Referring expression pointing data
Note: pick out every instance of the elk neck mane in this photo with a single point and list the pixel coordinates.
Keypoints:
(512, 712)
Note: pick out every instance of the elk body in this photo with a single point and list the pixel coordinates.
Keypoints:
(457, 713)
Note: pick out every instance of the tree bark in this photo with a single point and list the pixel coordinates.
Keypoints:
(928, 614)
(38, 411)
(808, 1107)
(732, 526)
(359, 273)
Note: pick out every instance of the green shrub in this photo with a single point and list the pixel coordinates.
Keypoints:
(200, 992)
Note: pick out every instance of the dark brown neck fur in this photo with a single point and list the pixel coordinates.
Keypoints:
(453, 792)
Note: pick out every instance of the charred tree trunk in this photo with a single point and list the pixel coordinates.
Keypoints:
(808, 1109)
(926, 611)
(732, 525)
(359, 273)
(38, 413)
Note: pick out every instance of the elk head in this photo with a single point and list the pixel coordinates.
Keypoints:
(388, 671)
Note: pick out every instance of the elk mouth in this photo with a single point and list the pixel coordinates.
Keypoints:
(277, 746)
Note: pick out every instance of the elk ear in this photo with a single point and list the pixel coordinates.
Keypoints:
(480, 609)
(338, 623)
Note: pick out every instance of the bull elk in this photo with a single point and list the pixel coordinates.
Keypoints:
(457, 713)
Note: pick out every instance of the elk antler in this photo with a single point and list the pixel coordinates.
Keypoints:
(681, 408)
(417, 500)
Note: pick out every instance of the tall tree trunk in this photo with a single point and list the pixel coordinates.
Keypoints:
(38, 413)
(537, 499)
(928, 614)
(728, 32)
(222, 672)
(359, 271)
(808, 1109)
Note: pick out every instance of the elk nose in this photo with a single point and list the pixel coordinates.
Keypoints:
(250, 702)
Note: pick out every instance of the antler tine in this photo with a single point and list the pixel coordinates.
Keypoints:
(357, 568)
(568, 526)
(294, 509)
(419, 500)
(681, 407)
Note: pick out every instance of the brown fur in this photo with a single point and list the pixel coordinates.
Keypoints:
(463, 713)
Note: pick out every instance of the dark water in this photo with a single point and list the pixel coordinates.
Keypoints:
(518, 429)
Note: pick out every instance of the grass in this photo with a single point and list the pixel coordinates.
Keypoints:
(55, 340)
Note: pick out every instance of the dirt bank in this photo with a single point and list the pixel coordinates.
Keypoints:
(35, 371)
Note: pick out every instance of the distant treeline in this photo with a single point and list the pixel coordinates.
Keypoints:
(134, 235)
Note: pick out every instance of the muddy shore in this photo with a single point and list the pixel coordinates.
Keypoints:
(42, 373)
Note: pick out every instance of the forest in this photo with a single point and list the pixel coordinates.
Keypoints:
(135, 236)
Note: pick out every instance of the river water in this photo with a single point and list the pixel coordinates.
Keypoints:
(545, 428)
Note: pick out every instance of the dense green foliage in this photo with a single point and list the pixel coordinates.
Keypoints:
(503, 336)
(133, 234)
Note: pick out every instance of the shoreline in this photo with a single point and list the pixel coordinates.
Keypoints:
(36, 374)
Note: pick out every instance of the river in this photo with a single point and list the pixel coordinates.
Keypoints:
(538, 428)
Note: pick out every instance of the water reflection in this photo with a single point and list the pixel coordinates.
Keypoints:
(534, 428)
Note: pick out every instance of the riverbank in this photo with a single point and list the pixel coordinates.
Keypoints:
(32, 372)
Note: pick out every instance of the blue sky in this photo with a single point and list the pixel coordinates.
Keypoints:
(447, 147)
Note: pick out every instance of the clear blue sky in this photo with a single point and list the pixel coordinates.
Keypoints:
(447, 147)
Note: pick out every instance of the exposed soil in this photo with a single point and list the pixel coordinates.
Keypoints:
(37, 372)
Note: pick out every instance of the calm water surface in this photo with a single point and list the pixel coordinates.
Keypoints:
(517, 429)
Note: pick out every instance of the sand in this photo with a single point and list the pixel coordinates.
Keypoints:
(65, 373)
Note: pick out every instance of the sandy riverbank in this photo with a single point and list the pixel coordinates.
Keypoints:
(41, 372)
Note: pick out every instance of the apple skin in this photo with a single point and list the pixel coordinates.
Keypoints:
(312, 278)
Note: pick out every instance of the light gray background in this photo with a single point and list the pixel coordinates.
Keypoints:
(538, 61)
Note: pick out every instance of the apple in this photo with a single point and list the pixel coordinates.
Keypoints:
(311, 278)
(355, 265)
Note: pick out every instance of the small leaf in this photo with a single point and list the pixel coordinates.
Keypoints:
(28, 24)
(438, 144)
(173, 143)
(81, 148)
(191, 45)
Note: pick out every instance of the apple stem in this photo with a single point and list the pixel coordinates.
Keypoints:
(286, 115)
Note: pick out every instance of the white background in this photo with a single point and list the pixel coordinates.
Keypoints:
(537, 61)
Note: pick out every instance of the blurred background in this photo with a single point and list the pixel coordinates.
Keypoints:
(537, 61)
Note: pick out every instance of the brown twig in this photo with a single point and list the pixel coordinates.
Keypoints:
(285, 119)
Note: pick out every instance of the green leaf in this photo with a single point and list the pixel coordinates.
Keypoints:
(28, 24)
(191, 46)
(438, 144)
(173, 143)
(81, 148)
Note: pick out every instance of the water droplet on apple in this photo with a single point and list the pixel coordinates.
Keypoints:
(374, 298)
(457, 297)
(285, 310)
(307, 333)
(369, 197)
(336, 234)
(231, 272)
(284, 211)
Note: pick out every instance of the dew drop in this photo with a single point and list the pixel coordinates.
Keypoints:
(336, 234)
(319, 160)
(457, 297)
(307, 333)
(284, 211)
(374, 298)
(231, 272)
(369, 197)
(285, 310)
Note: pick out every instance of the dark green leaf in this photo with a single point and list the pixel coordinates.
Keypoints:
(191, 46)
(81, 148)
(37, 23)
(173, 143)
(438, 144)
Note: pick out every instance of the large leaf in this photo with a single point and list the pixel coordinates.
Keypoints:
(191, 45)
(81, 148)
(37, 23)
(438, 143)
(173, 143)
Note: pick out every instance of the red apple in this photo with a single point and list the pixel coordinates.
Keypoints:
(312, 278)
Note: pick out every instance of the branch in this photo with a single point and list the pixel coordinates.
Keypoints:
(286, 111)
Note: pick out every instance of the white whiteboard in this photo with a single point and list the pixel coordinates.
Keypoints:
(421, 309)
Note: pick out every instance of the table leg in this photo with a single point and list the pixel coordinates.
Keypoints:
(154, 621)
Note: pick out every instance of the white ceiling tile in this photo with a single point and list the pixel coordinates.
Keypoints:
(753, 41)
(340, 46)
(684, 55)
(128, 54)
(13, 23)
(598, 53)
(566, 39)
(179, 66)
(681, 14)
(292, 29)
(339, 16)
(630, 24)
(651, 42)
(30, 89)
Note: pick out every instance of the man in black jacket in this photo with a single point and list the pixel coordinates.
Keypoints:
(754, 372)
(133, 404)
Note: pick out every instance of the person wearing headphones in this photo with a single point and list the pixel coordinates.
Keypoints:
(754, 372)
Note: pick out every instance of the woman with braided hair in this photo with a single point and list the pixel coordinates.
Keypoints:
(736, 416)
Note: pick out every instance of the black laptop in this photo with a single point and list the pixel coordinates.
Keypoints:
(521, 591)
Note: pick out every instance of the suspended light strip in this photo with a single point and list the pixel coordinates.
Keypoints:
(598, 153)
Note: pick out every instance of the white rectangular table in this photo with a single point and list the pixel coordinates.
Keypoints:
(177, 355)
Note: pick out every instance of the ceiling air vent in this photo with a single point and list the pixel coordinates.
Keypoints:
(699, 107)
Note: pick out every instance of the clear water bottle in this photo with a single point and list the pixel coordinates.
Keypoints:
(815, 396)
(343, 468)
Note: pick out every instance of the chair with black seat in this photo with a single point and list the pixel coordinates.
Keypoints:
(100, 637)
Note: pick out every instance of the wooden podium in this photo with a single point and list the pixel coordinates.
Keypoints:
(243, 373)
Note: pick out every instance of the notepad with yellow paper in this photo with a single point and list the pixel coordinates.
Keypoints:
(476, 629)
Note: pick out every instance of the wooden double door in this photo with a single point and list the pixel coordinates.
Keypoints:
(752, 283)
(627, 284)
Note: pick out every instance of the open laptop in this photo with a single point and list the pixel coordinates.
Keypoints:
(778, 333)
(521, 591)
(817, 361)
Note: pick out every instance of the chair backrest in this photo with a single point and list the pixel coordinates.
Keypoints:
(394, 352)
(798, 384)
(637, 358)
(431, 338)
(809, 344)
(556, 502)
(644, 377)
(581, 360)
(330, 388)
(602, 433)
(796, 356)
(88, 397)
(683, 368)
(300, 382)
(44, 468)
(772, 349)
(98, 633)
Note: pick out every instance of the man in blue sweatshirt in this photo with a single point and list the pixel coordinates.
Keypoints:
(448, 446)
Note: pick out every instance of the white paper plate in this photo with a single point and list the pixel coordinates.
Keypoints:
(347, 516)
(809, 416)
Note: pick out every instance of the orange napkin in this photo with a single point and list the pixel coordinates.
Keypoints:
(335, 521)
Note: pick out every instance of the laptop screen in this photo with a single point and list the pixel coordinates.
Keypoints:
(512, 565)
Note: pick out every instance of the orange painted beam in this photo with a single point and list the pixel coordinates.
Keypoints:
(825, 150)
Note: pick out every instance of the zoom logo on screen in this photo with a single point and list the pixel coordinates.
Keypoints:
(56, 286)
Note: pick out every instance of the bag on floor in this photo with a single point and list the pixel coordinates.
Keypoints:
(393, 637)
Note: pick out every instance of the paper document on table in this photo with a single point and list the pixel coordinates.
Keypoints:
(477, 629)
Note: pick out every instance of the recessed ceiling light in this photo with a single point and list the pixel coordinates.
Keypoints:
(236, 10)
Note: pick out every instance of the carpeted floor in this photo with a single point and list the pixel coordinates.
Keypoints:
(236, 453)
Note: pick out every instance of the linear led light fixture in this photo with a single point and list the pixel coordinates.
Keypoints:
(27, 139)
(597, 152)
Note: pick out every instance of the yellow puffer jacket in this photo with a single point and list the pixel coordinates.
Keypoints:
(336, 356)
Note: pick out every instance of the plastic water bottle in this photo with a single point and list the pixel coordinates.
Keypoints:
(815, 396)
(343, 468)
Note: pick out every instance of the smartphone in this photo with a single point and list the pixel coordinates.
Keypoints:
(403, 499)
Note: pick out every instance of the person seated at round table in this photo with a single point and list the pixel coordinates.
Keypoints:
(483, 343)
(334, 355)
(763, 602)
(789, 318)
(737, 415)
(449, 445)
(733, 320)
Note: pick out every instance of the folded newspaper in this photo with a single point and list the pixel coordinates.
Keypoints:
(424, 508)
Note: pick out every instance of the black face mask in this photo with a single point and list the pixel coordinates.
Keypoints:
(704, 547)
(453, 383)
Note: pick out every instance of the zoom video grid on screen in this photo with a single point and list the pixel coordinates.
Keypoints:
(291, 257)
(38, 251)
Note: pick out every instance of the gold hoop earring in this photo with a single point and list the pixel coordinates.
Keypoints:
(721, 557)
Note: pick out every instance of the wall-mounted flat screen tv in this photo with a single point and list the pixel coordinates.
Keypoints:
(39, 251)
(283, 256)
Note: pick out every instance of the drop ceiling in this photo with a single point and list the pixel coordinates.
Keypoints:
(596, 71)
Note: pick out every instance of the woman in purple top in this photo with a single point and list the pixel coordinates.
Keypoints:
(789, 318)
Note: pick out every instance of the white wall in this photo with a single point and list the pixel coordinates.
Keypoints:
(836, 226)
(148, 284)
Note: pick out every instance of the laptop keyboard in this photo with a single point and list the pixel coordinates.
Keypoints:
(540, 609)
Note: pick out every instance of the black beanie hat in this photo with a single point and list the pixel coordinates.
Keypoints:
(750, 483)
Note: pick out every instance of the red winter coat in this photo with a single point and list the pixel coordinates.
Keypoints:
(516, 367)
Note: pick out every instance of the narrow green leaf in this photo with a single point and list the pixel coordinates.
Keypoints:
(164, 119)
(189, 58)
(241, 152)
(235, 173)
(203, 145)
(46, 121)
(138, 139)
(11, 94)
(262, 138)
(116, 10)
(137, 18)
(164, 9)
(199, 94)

The task: Find and copy each line of the data where "chair" is present.

Your response:
Note: pick out every instance of the chair with black seat in this photo with a single point and list the pixel coordinates.
Note: pick out every instance of the chair backrest in this photo with a single point and list the pixel coordinates.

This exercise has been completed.